* Stored data *
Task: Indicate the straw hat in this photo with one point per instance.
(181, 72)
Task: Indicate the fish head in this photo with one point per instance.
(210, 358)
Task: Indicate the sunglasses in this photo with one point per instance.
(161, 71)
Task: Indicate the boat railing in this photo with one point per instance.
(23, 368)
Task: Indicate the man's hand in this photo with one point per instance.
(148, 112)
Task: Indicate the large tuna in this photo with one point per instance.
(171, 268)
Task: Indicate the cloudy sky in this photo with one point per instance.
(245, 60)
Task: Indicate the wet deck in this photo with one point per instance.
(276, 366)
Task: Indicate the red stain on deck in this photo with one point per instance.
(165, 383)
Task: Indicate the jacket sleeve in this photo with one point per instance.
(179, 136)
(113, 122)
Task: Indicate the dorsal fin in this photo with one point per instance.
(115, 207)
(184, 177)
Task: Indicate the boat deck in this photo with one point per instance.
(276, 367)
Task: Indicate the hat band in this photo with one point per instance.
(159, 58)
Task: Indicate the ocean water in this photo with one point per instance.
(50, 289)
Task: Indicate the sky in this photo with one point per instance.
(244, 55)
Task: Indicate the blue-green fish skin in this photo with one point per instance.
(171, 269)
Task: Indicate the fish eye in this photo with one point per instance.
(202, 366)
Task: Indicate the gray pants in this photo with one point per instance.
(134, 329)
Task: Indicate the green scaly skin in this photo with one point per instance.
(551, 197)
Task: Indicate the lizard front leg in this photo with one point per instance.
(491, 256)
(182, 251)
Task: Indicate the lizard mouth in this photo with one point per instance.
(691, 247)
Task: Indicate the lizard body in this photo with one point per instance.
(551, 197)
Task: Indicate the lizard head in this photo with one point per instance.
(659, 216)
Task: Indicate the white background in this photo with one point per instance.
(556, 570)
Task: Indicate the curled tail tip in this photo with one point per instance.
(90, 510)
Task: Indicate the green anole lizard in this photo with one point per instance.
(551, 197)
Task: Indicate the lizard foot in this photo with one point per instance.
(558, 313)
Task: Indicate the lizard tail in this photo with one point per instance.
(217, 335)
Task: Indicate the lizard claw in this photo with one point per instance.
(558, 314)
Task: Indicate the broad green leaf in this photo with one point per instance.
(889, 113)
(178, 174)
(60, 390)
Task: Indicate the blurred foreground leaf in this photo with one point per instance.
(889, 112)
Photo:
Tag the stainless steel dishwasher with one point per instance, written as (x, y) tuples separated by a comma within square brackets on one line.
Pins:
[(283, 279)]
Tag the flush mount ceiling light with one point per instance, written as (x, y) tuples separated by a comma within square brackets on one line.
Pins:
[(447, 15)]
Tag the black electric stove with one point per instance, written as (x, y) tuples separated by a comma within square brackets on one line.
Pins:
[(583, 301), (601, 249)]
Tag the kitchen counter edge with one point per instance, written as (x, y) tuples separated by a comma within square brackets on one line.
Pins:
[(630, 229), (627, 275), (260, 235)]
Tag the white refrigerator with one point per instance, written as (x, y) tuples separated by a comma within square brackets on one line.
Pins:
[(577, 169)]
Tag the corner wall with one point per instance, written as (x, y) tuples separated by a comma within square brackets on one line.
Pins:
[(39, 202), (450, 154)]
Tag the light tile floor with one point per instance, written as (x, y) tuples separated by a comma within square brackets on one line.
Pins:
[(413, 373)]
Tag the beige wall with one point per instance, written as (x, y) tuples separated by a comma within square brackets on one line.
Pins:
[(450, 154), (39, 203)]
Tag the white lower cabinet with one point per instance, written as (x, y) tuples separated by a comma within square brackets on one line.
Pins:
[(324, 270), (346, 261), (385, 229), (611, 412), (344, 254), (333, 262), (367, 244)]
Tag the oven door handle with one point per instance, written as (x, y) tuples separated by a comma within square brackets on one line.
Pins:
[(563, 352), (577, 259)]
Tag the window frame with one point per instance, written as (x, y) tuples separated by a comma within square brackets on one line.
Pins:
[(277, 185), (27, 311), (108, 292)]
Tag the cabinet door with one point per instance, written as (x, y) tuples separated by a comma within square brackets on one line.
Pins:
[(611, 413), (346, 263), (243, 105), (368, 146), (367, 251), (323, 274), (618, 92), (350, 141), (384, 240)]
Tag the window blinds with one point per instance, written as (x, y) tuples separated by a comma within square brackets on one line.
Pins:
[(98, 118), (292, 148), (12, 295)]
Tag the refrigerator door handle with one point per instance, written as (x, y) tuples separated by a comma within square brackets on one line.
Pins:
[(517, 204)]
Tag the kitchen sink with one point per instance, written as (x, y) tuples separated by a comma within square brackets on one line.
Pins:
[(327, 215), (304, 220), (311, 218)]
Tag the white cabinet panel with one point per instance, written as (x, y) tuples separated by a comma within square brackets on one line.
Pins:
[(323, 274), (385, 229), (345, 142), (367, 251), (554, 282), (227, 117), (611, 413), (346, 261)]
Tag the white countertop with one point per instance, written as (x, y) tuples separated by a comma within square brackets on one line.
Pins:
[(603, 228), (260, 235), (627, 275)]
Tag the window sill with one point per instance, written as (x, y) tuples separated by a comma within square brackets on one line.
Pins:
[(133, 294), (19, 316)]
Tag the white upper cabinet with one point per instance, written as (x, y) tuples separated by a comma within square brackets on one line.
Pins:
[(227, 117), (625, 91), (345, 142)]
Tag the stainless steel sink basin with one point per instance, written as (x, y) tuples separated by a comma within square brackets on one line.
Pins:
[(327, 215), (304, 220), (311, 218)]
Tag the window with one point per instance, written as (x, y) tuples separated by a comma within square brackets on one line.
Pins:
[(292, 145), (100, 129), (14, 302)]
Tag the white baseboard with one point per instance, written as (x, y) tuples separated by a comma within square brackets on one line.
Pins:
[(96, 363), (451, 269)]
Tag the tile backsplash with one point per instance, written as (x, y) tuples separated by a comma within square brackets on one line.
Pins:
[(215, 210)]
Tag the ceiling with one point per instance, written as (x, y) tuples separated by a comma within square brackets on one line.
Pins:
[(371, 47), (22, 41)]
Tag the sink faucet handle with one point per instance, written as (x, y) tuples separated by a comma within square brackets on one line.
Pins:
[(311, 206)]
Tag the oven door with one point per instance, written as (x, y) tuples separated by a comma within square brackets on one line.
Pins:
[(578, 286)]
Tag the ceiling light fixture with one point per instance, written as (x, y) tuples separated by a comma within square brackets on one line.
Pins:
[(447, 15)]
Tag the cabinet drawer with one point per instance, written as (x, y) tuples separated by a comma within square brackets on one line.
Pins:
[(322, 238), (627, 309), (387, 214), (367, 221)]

==

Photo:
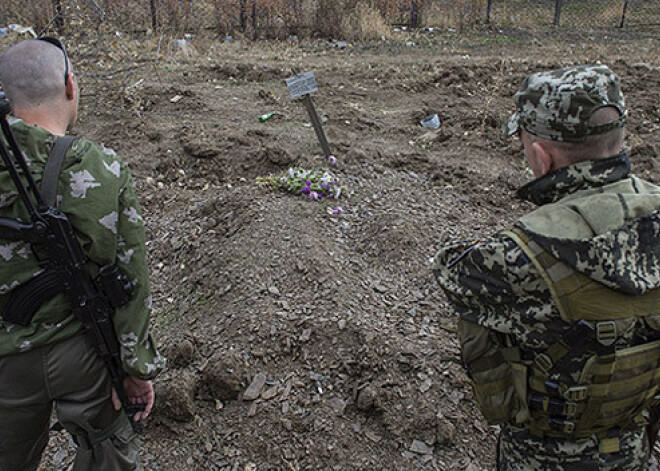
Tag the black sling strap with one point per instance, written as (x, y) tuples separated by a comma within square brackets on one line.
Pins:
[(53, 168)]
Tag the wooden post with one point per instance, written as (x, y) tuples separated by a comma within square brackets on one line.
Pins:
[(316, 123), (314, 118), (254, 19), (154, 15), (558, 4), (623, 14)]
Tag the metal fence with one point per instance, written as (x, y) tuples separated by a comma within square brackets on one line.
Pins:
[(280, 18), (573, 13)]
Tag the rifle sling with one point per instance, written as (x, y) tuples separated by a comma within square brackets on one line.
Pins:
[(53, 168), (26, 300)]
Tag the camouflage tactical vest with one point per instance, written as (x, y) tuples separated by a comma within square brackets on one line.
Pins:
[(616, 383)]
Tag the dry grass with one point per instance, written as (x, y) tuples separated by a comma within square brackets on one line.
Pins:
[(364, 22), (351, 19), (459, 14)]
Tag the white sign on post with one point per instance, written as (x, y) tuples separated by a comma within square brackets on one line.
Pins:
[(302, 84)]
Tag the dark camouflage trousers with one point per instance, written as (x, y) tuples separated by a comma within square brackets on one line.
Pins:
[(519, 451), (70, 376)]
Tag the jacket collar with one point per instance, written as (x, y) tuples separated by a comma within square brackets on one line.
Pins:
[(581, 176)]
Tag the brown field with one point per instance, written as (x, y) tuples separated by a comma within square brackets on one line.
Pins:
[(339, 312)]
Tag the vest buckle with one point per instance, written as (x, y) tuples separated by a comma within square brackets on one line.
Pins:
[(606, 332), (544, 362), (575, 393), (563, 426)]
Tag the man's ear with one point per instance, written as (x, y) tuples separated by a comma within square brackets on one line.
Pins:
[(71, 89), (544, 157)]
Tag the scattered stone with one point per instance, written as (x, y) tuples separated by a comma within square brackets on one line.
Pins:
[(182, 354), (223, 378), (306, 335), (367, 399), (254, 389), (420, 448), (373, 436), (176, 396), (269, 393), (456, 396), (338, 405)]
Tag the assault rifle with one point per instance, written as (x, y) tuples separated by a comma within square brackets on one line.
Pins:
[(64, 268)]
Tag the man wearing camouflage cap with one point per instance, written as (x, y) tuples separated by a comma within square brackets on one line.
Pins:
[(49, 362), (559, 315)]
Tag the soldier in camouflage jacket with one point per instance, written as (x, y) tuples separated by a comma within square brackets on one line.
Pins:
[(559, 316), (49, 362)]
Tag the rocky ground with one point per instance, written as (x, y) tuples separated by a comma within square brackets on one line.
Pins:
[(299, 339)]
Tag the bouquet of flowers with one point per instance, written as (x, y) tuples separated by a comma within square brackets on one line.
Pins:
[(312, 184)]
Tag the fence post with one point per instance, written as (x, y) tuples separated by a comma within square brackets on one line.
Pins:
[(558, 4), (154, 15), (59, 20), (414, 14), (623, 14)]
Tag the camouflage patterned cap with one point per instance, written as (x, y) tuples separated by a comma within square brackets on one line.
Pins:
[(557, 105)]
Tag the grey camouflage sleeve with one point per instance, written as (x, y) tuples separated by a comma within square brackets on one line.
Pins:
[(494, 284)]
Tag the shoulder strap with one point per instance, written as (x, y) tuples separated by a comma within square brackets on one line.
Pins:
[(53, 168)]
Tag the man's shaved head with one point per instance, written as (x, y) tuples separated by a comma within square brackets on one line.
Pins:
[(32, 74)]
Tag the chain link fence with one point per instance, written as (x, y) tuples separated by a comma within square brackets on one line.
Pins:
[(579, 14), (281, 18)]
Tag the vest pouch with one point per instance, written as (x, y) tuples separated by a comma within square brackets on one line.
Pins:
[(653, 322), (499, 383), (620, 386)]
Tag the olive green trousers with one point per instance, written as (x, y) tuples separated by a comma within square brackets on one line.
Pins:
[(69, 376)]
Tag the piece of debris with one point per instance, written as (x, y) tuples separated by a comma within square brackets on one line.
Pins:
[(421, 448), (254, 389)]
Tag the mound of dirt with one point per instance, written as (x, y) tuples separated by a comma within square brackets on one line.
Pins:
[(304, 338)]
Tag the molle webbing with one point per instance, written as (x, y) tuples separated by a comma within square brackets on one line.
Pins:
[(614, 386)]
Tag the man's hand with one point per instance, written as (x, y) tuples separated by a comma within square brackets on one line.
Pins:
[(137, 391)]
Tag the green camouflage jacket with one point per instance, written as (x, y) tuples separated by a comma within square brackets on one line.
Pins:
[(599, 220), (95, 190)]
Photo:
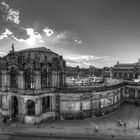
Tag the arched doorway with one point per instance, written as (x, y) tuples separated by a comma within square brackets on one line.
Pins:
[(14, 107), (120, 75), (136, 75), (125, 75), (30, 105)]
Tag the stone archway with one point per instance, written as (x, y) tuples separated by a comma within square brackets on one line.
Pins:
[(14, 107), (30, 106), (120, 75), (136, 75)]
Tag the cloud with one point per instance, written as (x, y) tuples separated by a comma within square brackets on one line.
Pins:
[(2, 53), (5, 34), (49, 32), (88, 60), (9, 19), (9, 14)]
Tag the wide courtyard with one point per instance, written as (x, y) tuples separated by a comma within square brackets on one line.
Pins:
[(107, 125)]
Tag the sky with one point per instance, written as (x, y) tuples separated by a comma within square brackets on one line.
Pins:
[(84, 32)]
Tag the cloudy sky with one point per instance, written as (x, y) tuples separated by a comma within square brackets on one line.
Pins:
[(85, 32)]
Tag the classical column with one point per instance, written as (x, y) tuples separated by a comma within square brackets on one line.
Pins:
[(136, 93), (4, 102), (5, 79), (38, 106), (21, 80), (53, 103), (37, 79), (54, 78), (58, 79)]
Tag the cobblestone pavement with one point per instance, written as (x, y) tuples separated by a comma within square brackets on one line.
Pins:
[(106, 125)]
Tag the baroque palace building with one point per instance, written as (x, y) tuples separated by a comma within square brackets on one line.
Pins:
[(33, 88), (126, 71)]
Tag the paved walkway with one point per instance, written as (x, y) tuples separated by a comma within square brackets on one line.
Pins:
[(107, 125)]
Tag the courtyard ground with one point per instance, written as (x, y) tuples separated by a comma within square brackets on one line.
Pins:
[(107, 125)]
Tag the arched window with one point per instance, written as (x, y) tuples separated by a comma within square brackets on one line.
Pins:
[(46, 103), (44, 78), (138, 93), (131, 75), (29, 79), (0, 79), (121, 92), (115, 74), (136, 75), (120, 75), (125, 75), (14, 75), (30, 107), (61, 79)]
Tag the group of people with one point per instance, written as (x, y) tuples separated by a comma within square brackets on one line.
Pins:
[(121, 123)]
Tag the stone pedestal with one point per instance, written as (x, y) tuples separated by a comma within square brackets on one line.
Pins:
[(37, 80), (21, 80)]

* Work instruction *
Count every line in the data that contains the word "handle", then give that count and nothing else.

* The completed task *
3